The House of Pacific Relations International Cottages is a complex of cottages in San Diego's Balboa Park, in the U.S. state of California. Built for the 1935 California Pacific International Exposition, they currently house 33 groups that "promote multicultural goodwill and understanding through educational and cultural programs". Groups that do not have their own cottage meet in the nearby Hall of Nations. The United Nations Association of San Diego operates separately out of the neighboring United Nations Building.

In 2021, the House of Pacific Relations International Cottages expanded, adding new cottages for Mexico, Panama, Colombia, Peru, India, Korea, Palestine, Turkey, and the Chamorros (indigenous people of the Mariana Islands).

Saved data entries
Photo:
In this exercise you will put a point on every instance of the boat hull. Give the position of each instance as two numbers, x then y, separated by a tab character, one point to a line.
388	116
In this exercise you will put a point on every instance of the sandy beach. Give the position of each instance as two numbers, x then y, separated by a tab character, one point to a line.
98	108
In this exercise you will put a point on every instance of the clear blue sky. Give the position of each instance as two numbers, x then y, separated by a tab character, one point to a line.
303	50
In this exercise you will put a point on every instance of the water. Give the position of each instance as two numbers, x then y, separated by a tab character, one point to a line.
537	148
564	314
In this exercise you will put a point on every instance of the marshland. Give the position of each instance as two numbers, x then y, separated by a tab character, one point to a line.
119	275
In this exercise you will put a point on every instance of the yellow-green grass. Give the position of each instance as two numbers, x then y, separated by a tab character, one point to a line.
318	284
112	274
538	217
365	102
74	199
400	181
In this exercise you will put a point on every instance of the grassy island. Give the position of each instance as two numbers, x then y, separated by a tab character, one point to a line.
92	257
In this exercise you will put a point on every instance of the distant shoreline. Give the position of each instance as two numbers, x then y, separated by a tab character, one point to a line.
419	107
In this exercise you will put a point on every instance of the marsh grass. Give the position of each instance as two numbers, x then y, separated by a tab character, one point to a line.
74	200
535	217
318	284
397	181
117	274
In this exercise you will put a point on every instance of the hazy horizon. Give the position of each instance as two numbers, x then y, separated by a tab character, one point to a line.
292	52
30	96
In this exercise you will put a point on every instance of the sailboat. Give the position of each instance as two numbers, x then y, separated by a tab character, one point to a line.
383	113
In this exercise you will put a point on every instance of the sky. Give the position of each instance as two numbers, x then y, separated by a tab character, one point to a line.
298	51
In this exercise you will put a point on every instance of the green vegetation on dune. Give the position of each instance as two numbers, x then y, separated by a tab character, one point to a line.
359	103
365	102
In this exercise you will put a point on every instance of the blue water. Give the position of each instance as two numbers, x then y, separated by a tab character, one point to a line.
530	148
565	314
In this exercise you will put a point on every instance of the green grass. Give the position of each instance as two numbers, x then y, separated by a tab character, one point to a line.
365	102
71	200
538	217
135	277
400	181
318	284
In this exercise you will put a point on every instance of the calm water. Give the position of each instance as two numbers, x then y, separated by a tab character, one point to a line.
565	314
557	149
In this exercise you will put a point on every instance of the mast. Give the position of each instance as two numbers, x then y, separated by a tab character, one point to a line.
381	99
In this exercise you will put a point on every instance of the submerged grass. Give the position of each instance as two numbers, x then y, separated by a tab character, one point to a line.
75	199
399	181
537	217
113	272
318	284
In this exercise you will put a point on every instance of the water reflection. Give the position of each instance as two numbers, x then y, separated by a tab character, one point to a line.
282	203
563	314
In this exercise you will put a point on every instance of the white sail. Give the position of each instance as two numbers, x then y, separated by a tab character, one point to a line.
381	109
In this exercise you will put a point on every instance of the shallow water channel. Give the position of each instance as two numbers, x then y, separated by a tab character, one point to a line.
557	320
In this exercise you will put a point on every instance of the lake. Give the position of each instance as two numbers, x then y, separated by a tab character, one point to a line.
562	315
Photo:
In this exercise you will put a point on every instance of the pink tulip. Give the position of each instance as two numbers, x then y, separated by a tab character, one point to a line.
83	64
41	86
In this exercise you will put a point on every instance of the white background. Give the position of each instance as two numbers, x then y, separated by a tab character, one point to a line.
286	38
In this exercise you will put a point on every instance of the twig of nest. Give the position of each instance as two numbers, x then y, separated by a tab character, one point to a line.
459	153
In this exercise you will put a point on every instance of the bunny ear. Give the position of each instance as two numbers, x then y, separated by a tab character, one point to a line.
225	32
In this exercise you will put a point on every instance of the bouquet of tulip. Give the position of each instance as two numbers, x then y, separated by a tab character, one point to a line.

...

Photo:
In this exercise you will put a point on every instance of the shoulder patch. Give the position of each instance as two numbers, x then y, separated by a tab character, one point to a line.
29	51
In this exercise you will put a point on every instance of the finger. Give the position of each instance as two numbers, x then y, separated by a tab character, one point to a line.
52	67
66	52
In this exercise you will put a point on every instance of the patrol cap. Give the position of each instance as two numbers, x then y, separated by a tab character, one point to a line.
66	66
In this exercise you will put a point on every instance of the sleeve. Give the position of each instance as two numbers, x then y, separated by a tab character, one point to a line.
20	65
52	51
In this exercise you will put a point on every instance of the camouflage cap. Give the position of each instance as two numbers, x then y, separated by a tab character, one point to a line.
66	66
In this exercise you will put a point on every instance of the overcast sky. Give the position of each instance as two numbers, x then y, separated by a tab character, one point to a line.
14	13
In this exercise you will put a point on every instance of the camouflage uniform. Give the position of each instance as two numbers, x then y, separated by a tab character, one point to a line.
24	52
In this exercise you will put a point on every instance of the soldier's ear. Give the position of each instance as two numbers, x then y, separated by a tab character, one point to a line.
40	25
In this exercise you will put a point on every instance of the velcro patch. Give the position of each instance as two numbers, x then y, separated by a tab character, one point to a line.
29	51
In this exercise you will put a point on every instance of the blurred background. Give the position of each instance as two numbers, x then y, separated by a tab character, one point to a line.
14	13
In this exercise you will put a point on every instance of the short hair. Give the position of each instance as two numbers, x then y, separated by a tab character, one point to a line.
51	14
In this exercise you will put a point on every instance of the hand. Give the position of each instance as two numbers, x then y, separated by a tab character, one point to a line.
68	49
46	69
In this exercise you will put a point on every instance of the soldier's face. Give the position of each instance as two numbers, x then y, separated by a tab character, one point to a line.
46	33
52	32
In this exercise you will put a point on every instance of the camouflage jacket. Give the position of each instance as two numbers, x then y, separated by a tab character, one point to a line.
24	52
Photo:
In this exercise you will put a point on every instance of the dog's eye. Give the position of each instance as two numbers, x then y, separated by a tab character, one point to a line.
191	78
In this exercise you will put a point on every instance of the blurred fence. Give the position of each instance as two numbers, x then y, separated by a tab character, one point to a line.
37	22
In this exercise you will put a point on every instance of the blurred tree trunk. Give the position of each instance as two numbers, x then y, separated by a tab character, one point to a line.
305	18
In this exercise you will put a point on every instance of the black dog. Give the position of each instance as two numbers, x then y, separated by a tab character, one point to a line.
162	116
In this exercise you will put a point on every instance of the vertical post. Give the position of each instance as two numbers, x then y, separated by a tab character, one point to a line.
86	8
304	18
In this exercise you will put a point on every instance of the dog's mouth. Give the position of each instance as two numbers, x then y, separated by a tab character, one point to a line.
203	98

> GIVEN TASK: Please copy the part of the passage about the International Cottages that begins at the words "The House of Pacific Relations International Cottages is" and stops after the words "the Mariana Islands).".

> COMPLETED TASK:
The House of Pacific Relations International Cottages is a complex of cottages in San Diego's Balboa Park, in the U.S. state of California. Built for the 1935 California Pacific International Exposition, they currently house 33 groups that "promote multicultural goodwill and understanding through educational and cultural programs". Groups that do not have their own cottage meet in the nearby Hall of Nations. The United Nations Association of San Diego operates separately out of the neighboring United Nations Building.

In 2021, the House of Pacific Relations International Cottages expanded, adding new cottages for Mexico, Panama, Colombia, Peru, India, Korea, Palestine, Turkey, and the Chamorros (indigenous people of the Mariana Islands).